Only the number is wanted: state how many lines of the data below contain the word "guardrail".

**STUDY MATERIAL**
▼

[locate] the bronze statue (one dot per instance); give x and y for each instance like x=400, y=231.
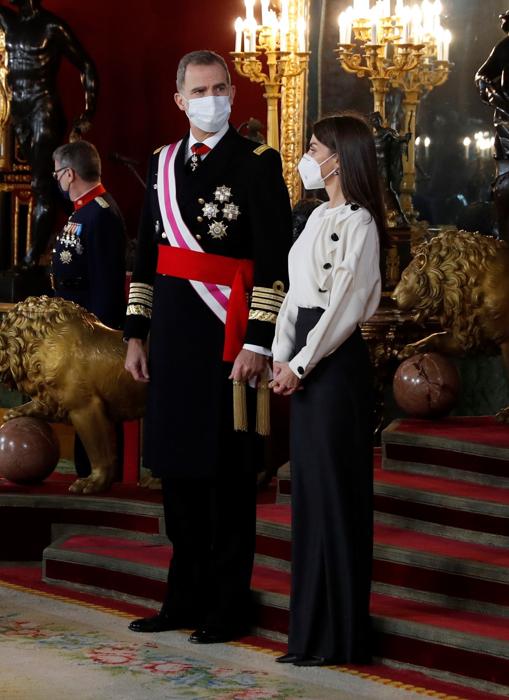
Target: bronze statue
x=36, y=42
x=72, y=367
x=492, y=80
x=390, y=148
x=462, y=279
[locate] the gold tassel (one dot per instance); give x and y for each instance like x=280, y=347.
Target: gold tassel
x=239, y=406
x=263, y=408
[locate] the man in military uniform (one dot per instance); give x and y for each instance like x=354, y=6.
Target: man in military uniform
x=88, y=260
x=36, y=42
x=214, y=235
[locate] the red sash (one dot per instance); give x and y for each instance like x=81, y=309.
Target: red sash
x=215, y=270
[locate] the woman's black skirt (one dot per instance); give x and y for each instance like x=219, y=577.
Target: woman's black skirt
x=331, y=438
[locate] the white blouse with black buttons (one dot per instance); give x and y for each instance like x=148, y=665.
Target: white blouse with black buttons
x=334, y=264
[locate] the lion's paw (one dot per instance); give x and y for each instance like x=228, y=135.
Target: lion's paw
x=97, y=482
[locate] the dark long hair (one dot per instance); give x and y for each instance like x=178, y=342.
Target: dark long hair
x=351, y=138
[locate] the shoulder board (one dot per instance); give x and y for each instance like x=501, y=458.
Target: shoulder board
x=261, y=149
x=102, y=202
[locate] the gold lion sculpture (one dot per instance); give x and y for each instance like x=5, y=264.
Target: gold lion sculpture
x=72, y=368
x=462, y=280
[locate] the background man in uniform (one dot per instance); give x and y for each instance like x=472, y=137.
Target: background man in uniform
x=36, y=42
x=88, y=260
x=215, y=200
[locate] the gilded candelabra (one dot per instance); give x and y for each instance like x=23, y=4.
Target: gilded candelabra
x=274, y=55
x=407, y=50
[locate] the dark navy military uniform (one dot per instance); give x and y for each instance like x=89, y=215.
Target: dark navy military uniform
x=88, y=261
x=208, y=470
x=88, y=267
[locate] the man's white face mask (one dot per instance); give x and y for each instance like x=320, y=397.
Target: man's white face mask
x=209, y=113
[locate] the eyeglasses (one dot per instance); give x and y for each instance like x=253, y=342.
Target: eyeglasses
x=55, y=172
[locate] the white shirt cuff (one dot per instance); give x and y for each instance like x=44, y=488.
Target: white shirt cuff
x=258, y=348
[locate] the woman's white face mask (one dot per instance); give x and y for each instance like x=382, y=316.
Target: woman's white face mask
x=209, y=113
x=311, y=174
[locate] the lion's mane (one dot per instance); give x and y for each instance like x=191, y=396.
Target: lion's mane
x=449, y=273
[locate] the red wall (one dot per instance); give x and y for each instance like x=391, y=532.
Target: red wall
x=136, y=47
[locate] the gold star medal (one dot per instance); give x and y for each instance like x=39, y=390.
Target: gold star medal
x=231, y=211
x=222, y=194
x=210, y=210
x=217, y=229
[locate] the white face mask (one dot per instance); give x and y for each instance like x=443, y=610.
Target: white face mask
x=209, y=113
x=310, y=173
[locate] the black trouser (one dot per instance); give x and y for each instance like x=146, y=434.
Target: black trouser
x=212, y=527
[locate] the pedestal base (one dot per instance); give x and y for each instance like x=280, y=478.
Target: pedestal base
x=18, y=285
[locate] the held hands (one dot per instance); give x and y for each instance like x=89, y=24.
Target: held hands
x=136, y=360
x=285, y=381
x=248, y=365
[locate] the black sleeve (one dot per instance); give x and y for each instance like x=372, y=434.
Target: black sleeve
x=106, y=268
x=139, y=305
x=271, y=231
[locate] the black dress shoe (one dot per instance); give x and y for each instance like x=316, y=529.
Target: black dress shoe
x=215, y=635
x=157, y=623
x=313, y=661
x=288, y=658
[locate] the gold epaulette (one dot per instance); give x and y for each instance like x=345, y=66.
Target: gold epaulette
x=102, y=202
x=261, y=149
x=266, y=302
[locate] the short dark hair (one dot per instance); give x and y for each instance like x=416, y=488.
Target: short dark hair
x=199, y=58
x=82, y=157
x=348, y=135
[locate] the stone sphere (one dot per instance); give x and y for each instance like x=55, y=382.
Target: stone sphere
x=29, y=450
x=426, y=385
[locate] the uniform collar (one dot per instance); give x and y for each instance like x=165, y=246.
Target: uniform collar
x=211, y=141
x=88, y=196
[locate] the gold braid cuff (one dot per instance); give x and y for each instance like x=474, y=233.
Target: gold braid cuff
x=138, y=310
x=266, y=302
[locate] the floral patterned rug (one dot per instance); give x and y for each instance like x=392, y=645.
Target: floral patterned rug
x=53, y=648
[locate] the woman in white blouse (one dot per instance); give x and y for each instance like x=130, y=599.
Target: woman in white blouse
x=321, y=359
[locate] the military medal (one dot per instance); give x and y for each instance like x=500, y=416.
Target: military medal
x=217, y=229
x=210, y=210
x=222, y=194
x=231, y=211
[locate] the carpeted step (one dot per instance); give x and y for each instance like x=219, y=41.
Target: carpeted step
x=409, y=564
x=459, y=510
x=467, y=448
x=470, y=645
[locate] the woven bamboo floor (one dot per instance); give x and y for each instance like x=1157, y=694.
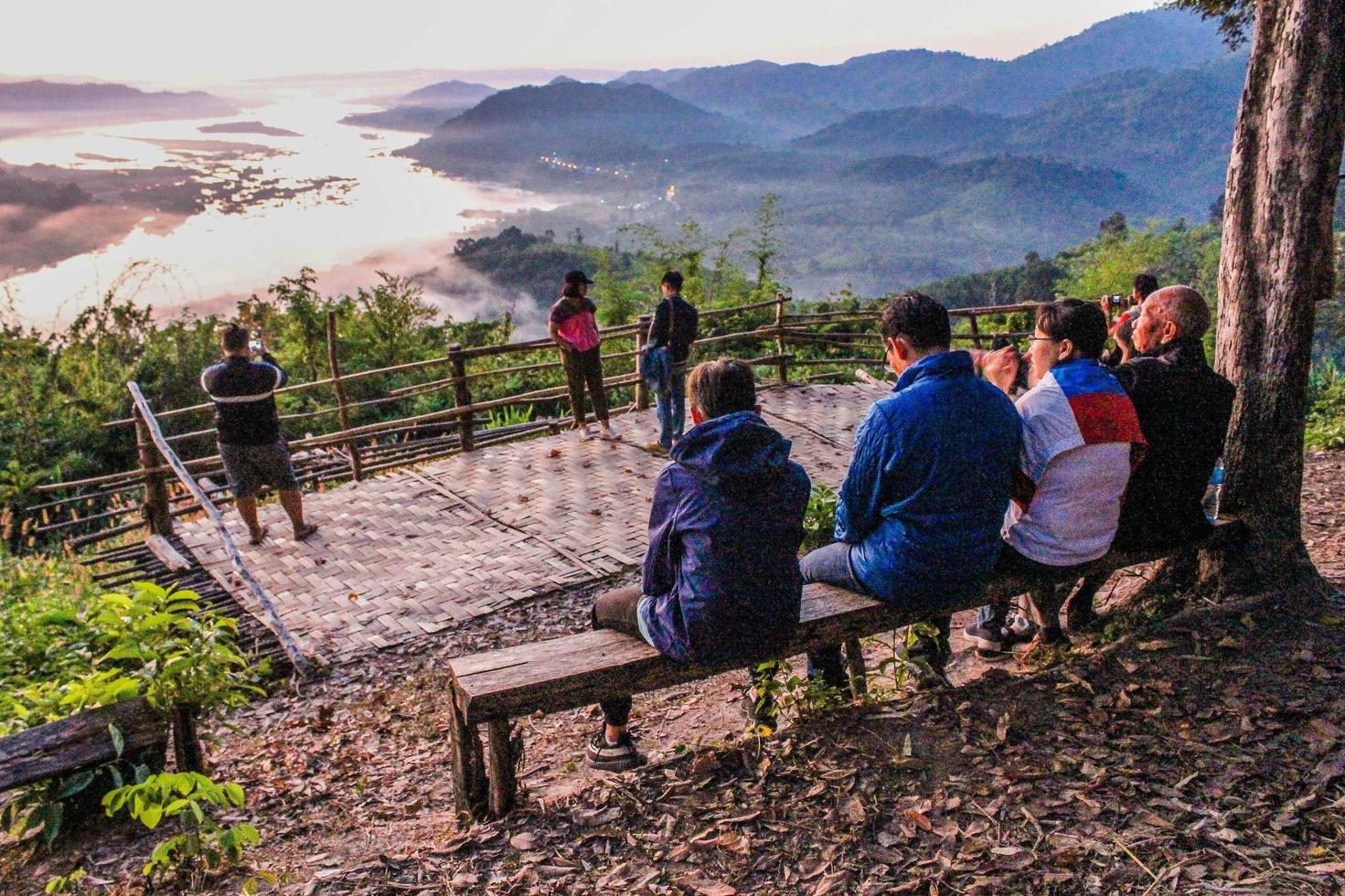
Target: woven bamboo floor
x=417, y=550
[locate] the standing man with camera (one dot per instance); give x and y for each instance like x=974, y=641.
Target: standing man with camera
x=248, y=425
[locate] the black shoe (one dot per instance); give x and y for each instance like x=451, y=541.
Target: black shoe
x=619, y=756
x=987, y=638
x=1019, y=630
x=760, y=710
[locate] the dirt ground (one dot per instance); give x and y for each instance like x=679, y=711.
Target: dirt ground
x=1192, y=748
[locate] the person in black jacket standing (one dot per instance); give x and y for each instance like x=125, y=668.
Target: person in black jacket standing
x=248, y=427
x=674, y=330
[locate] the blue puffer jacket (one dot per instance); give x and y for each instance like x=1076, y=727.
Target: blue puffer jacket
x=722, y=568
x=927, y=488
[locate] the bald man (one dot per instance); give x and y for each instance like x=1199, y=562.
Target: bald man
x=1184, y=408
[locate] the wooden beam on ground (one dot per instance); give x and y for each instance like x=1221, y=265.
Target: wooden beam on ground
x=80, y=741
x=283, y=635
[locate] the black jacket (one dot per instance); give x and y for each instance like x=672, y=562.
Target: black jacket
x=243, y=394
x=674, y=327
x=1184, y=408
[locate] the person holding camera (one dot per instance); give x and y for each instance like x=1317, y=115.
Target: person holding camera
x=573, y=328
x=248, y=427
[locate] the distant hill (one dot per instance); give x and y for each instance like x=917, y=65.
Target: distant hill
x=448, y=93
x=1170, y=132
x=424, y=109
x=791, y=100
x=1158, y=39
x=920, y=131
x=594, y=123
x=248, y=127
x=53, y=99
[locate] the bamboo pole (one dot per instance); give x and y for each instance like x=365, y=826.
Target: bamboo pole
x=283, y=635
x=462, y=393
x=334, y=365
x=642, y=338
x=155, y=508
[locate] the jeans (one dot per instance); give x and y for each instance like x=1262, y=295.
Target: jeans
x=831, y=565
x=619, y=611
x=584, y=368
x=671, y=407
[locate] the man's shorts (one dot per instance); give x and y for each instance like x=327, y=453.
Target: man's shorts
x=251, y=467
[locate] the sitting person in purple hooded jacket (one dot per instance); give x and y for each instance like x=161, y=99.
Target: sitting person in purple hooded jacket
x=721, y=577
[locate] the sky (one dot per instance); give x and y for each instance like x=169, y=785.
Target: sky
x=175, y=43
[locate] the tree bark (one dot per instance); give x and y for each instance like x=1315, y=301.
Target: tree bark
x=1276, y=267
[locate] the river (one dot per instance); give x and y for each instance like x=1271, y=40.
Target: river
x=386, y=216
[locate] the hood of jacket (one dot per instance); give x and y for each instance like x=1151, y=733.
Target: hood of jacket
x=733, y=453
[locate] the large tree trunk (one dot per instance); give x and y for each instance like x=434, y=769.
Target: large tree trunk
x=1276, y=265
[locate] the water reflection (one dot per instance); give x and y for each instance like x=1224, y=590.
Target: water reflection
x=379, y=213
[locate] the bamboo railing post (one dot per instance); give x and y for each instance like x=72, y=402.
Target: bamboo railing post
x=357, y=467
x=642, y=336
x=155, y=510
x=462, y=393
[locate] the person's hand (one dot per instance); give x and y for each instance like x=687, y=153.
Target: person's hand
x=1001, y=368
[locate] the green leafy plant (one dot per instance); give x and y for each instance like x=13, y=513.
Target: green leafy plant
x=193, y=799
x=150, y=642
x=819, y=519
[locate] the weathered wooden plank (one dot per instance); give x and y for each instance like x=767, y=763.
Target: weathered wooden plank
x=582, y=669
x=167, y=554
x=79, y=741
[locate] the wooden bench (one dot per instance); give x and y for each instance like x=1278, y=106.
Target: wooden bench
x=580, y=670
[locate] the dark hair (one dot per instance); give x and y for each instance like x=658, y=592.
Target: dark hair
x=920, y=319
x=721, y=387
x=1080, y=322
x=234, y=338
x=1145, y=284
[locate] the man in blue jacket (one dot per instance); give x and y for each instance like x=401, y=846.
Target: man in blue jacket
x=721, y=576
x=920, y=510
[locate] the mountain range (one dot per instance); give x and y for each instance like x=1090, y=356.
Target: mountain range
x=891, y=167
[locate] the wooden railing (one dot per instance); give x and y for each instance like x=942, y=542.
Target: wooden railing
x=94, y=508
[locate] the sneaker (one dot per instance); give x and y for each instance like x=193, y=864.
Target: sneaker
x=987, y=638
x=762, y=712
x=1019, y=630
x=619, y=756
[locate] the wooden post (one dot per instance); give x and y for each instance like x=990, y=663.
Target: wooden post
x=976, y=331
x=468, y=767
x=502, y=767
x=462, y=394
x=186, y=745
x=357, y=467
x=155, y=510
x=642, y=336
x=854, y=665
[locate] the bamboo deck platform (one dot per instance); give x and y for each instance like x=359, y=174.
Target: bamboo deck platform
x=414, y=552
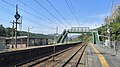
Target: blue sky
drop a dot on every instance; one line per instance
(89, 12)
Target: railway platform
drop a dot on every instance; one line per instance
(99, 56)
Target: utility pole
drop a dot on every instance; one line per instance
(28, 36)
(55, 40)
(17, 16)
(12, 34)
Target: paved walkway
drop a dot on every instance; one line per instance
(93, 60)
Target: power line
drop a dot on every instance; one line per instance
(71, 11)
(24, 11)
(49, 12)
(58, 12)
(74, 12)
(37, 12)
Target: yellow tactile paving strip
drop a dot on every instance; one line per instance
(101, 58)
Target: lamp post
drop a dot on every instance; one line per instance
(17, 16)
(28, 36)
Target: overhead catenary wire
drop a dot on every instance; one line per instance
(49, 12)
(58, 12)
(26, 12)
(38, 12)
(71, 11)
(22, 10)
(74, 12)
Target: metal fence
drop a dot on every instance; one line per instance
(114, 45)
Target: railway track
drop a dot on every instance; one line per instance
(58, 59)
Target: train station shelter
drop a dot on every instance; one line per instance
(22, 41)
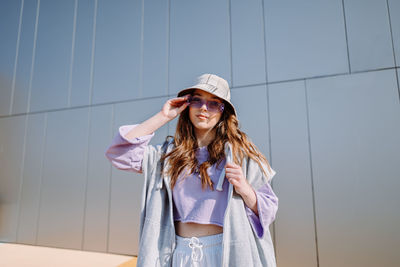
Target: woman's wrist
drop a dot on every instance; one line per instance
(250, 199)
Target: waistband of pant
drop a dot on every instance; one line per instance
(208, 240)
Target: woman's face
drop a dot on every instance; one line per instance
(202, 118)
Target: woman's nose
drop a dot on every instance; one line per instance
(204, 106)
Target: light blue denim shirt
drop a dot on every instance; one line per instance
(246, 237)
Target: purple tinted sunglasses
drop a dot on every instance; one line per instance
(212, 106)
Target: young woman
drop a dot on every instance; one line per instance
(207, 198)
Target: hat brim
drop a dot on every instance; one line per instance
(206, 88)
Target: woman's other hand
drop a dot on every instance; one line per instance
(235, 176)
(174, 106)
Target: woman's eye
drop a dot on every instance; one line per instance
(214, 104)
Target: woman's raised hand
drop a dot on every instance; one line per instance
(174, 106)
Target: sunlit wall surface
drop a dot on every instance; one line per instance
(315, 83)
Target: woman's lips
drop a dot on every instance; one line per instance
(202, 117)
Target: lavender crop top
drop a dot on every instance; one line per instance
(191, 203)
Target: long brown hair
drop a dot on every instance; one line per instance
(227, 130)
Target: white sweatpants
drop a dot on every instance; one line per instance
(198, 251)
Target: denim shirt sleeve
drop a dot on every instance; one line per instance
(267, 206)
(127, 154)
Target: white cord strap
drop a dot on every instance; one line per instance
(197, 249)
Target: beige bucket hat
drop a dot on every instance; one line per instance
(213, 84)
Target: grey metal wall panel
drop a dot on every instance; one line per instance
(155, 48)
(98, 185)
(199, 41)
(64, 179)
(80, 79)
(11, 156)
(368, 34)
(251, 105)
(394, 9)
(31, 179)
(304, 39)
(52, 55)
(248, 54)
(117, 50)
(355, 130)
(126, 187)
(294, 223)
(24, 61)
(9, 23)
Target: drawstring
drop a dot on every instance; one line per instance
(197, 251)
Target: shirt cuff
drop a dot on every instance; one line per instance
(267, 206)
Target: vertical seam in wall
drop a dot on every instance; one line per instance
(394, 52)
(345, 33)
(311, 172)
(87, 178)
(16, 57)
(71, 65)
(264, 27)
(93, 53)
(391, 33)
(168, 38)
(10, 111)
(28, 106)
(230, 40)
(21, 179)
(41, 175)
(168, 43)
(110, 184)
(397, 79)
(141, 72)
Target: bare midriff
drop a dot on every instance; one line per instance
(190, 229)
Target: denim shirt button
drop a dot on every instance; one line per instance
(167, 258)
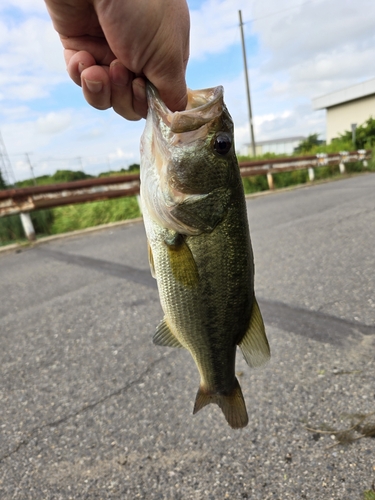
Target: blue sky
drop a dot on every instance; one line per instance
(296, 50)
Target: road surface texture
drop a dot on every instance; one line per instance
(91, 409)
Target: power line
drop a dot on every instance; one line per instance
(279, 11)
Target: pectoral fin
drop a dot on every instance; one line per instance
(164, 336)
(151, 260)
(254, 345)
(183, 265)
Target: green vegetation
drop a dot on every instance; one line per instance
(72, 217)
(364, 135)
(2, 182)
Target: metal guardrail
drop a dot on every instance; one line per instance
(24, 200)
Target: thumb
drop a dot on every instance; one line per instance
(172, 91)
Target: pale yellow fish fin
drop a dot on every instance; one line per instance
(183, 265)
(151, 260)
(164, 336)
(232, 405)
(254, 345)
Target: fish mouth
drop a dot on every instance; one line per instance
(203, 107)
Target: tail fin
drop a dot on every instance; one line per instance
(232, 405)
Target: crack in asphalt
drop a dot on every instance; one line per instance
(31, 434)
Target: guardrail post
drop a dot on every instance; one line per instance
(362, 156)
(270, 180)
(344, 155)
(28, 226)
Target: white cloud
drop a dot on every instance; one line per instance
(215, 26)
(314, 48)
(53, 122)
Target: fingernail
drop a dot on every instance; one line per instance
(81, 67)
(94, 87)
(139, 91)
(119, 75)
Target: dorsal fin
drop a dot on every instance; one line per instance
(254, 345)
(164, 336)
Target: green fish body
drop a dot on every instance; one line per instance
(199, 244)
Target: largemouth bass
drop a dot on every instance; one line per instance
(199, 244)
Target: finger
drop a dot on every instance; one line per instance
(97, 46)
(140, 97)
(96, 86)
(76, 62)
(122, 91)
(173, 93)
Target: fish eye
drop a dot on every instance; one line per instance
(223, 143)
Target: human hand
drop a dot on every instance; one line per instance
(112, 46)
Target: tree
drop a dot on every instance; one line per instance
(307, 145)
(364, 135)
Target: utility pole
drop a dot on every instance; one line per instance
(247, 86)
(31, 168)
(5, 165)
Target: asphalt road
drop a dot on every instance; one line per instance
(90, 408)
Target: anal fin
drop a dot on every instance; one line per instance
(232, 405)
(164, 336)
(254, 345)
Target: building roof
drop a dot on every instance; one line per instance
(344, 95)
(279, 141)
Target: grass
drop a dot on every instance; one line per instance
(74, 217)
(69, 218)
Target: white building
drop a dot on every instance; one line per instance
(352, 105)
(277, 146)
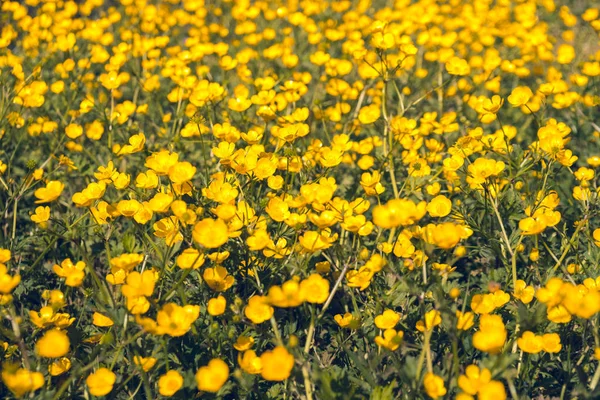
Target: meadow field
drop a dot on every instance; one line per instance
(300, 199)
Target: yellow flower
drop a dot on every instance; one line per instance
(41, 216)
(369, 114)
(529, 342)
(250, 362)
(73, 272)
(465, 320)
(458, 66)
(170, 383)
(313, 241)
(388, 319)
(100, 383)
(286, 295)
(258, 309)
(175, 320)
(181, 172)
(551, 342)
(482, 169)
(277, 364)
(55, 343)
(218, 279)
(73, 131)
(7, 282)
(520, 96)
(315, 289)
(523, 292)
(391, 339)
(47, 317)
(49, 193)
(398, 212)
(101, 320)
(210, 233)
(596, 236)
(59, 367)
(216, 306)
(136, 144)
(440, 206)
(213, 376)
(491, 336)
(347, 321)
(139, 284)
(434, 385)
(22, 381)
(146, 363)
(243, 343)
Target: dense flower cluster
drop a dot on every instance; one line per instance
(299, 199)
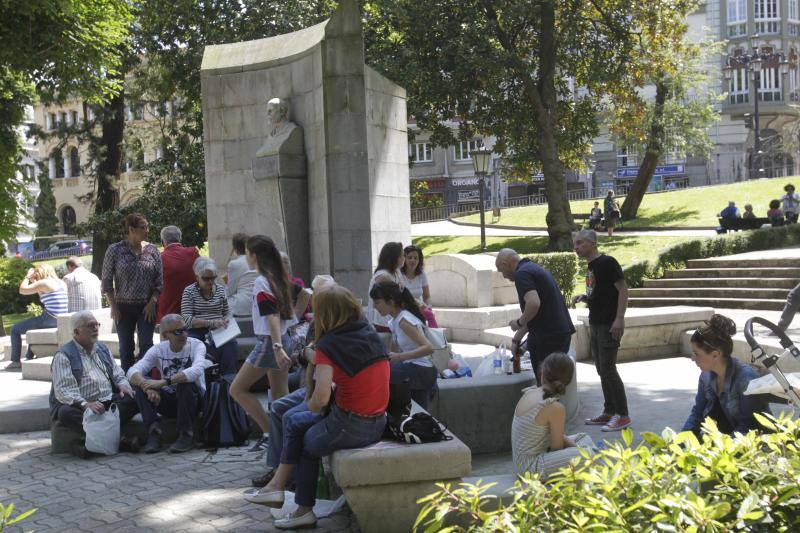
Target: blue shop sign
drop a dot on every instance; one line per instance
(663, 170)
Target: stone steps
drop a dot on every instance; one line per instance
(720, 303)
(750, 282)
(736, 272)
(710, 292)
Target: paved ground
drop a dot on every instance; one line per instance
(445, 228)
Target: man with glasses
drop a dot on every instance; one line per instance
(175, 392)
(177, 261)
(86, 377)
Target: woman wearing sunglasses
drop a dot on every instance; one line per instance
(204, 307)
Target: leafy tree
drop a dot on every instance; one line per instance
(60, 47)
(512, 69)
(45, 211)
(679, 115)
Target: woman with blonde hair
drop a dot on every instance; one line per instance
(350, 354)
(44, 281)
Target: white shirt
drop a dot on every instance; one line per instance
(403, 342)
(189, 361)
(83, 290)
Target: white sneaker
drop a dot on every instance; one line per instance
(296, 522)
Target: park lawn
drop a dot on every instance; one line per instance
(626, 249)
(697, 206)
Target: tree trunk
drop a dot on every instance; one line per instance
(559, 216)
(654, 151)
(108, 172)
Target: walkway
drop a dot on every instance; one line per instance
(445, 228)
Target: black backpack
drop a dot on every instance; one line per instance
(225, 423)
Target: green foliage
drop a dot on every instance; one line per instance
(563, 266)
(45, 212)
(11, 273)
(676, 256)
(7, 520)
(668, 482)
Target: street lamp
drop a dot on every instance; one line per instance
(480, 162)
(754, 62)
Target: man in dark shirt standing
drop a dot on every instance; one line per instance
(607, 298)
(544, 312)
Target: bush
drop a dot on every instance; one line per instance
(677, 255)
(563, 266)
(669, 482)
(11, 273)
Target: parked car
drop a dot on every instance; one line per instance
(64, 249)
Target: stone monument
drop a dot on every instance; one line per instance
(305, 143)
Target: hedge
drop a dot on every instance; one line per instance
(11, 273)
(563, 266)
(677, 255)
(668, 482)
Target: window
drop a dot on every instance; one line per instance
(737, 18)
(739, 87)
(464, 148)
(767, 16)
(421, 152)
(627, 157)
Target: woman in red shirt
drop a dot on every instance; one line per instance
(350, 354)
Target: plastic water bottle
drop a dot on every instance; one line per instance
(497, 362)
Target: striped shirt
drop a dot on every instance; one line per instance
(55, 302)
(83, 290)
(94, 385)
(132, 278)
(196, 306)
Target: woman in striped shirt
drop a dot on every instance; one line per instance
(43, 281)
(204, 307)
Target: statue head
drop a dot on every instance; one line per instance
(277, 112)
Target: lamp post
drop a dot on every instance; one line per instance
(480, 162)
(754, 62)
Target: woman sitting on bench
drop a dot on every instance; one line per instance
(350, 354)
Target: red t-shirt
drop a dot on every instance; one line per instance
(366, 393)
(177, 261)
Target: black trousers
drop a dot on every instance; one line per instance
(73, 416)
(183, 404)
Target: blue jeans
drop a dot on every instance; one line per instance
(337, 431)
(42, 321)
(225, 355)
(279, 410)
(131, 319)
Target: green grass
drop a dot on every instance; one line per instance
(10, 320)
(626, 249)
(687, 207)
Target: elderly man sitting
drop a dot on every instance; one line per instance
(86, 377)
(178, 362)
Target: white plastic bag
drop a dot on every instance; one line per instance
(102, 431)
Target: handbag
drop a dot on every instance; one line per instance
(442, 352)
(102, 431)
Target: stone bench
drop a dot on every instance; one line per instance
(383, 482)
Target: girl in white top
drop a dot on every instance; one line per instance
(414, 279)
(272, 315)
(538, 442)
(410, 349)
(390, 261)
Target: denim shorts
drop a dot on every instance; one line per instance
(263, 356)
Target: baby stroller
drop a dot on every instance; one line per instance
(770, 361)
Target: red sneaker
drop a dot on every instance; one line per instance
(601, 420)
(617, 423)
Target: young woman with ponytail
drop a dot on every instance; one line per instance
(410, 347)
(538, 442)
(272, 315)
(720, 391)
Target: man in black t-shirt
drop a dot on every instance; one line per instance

▲

**EXERCISE SOLUTION**
2